◆ **EXCERPT TO READ**
▼

Simulation of family genomes
#FAMILY GENOME SIMULATOR
Copyright (C) 2011 Juan Caballero [Insitute for Systems Biology]
bin/personalGenome.pl -g data/hg19.fa.gz -d data/dbSNP132.var.gz -p data/CEU.var.gz -o father.var -s M
bin/personalGenome.pl -g data/hg19.fa.gz -d data/dbSNP132.var.gz -p data/CEU.var.gz -o mother.var
bin/reproduction.pl -f father.var -m mother.var -c girl1.var -r data/hg19.fa.gz
bin/reproduction.pl -f father.var -m mother.var -c boy2.var -s M
cp boy2.var boy3.var # identical twin
bin/noise.pl -i father.var -o father.var.data -s M -g data/hg19.fa.gz
bin/noise.pl -i mother.var -o mother.var.data -s F -g data/hg19.fa.gz
bin/noise.pl -i girl1.var -o girl1.var.data -s F -g data/hg19.fa.gz
bin/noise.pl -i boy1.var -o boy1.var.data -s M -g data/hg19.fa.gz
bin/noise.pl -i boy2.var -o boy2.var.data -s M -g data/hg19.fa.gz
Complete documentation:
perldoc PROGRAM
PROGRAM -h
PROGRAM --help
I split this problem in three steps (programs):
Creating a personal genome (personalGenome.pl): I use three sources for the variation: 1000genomes population variations data, dbSNP and the reference genome. The total number of variations (SNPs for now) is an expected number (~3 mill) with a little noise, or you can fix the number. De novo SNPs can be added (default 1%). You can choose the sex, but for now I not modeling recombination in sexual chromosomes. In the first round it selects population-specific SNPs (~ 1mill because data comes from SNP-chips), the second round take data from dbSNP and in the last round de novo SNPs are created. I integrate diverse options and configurations (no population SNPs, no de novo, homozygous SNPs, etc) to as flexible as possible. The output is a text table with columns: CHROM POSITION REF_ALLELE ALLELE_1 ALLELE_2 ALLELE_INFO
Artificial Sex (reproduction.pl): this script takes a personal genome from a "father" and a "mother", performs meiosis in each genome based in a distribution of recombination points and mix together to produce a "child". You can define the sex, total SNPs, de novo SNPs and other parameters. The output is the same: CHROM POSITION REF_ALLELE ALLELE_1 ALLELE_2 ALLELE_INFO
Noise/Error addition (noise.pl): this part models missing SNPs, bad base calling, half-calling and false positives SNPs as error/noise.
There are some optimization I can do, each programs uses a lot of memory (~4-5 GB), because I need to load the reference genome, but are relatively fast, 5 min to produce a genome and 5 min to produce a child.

▲

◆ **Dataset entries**
▼

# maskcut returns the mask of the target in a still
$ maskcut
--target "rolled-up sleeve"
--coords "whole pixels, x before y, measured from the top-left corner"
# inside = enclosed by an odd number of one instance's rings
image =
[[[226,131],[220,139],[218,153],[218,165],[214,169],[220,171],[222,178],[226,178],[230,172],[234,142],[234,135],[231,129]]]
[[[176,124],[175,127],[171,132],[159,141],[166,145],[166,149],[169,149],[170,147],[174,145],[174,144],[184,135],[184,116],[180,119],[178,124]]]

▲
▼

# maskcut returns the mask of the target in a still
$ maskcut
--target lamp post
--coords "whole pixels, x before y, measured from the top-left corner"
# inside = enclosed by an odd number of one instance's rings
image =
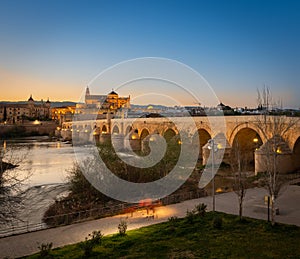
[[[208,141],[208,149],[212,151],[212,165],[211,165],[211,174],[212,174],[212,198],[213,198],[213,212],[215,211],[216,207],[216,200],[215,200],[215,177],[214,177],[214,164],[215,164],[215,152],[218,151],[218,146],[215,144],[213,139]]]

▲

◆ **HOW TO COMPLETE THIS TASK**
Please repeat the genome simulator text word for word, from "There are some" to "produce a child.".

◆ **TASK SOLUTION**
There are some optimization I can do, each programs uses a lot of memory (~4-5 GB), because I need to load the reference genome, but are relatively fast, 5 min to produce a genome and 5 min to produce a child.